Prior to March 1967, the IDA had rarely been mentioned in the U.S. media or in the left, underground or campus press. A few magazine articles on the IDA had appeared between 1956 and 1967 and the IDA had been mentioned in a few books for academic specialists published by university presses. The RAND Corporation, not the Institute for Defense Analyses, was the military-oriented think tank that had received most of the publicity prior to March 1967. But after Feldman's name appeared in some leftist publications in reference to the Columbia-IDA revelation, the FBI opened a file on him and started to investigate, according to Feldman's declassified FBI files.

The discovery of the IDA documents touched off a Columbia SDS anti-war campaign between April 1967 and April 1968, which demanded the Columbia University administration resign its institutional membership in the Institute for Defense Analyses. Following a peaceful demonstration inside the Low Library administration building on March 27, 1968, the Columbia Administration placed on probation six anti-war Columbia student activists, who were collectively nicknamed "The IDA Six," for violating its ban on indoor demonstrations.

Morningside Park gymnasium[ ]

Columbia's plan to construct what activists described as a segregated gymnasium in city-owned Morningside Park fueled anger among the nearby Harlem community. Opposition began in 1965 during the mayoral campaign of John Lindsay, who opposed the project. By 1967 community opposition had become more militant.[2] One of the causes for dispute was the gym's proposed design. Due to the topography of the area, Columbia's campus at Morningside Heights to the west was more than 100 feet (30 m) above the adjacent neighborhood of Harlem to the east. The proposed design would have an upper level to be used as a Columbia gym, and a lower level to be used as a community center.[3] By 1968, concerned students and community members saw the planned separate east and west entrances as an attempt to circumvent the Civil Rights Act of 1964, then a recent federal law that banned racially segregated facilities.[4] In addition, others were concerned with the appropriation of land from a public park. Harlem activists opposed the construction because, despite being on public land and a park, Harlem residents would get only limited access to the facility. It was for these reasons that the project was labelled by some as "Gym Crow".

**Collected data**

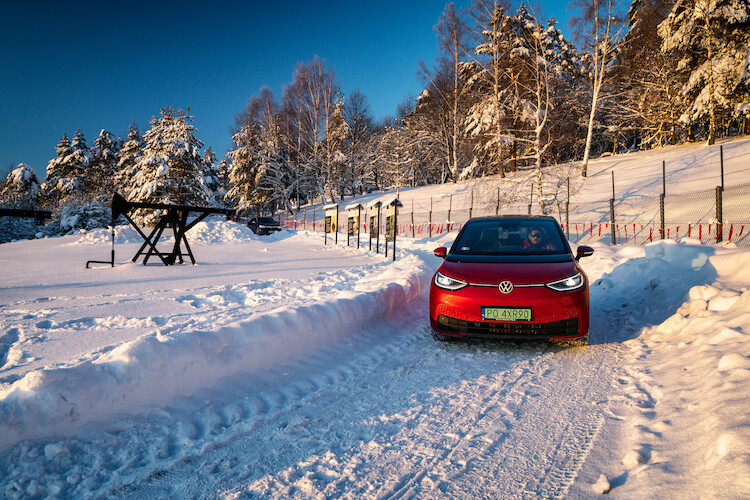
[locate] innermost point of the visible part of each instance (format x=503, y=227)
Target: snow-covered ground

**Stated task A**
Answer these three questions using the text on the Columbia protests:
(i) Which think tank had received most of the publicity before March 1967?
(ii) On what date was the peaceful demonstration inside the Low Library administration building held?
(iii) How far above Harlem was Columbia's campus at Morningside Heights?
**Stated task B**
Please list every distinct year mentioned in the text on the Columbia protests, in ascending order.
**Stated task C**
Reproduce the part of the text on the Columbia protests that opens with the words containing "Prior to March 1967, the" and closes with "declassified FBI files.".

**Problem solution A**
(i) The RAND Corporation
(ii) March 27, 1968
(iii) More than 100 feet (30 m)

**Problem solution B**
1956, 1964, 1965, 1967, 1968

**Problem solution C**
Prior to March 1967, the IDA had rarely been mentioned in the U.S. media or in the left, underground or campus press. A few magazine articles on the IDA had appeared between 1956 and 1967 and the IDA had been mentioned in a few books for academic specialists published by university presses. The RAND Corporation, not the Institute for Defense Analyses, was the military-oriented think tank that had received most of the publicity prior to March 1967. But after Feldman's name appeared in some leftist publications in reference to the Columbia-IDA revelation, the FBI opened a file on him and started to investigate, according to Feldman's declassified FBI files.